- _Goal A_
Arrange the listing, starting at its first line and ending at the line that contains "column 19, row 159", as a Markdown table with the columns No. and Entry, numbering each non-blank line. Leave the pictures out.

- _Text to read_
The evidence shows that the applicant’s longest trip was for 46 days, while the
others averaged between 7 and 18 days. Thus, it is clear that these were
temporary absences.
[22]
Finally,
Question 6 stipulates that the applicant must have established a connection
with Canada. The applicant submitted evidence of a lease, telephone
statements, accounts with Videotron, Bell and Rogers. He provided evidence of
his company’s incorporation, his bank transaction records and copies of his
income tax returns. It should also be noted that his wife has been a Canadian
citizen since August 21, 2003, that his two children were born in Canada in
2003 and 2004 and that he asserts that he has to be involved in the care of his
children, owing to their young age. The applicant shows no other factual
attachment to any other country. Moreover, a number of his business trips to
meetings in other countries were to third countries, not Morocco. As I
mentioned in Badjeck v. Canada (Minister of Citizenship and Immigration) (2001),
214 F.T.R. 204; F.C.J. No. 1804 (QL) at paragraph 29:
The plaintiff further submitted that, contrary to what was
found by the citizenship judge, the residence condition mentioned in s. 5(1)(c)
of the Act involves questions more fundamental than simply counting the days
spent in Canada. Thus, the nature of the plaintiff's attachment and loyalty to
Canada demonstrate and establish a real attachment to Canada: Lam v. Canada
(Minister of Citizenship and Immigration), [1999] F.C.J. No. 410 (QL)
(F.C.). There is no attachment similar to that which he has with Canada to
any other country or any significant link to any country other than Canada:
Canada (Minister of Citizenship and Immigration) v. Yang, [1999] F.C.J.

- _Goal B_
In the court decision excerpt, since what date has the applicant's wife been a Canadian citizen?

- _Listed records_
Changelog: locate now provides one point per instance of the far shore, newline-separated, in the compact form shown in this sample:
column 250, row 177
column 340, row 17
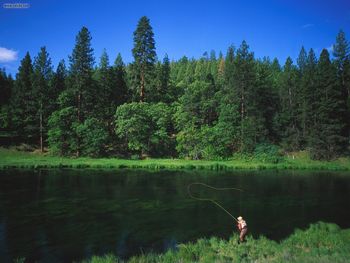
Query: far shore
column 19, row 159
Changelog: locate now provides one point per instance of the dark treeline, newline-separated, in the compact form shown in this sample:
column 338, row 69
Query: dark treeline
column 212, row 107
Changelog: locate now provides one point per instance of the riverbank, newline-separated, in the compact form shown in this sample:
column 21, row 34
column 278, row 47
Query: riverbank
column 33, row 160
column 321, row 242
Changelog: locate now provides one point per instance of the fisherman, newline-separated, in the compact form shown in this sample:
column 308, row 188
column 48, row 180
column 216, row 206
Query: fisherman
column 243, row 229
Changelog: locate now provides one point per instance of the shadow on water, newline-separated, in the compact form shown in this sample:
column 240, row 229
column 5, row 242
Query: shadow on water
column 65, row 215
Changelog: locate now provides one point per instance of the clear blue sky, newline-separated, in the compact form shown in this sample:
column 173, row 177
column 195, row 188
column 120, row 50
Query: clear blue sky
column 183, row 27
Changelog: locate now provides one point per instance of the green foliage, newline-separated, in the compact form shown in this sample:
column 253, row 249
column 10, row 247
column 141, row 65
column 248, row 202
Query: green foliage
column 93, row 137
column 321, row 242
column 145, row 127
column 61, row 137
column 267, row 153
column 218, row 107
column 144, row 53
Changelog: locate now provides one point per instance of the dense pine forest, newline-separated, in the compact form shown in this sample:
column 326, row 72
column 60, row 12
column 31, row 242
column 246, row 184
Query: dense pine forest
column 213, row 107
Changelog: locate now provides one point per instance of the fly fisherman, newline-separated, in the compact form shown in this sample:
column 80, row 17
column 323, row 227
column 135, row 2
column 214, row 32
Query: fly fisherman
column 243, row 229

- _Solution A_
| No. | Entry |
|---|---|
| 1 | Changelog: locate now provides one point per instance of the far shore, newline-separated, in the compact form shown in this sample: |
| 2 | column 250, row 177 |
| 3 | column 340, row 17 |
| 4 | Query: far shore |
| 5 | column 19, row 159 |

- _Solution B_
August 21, 2003.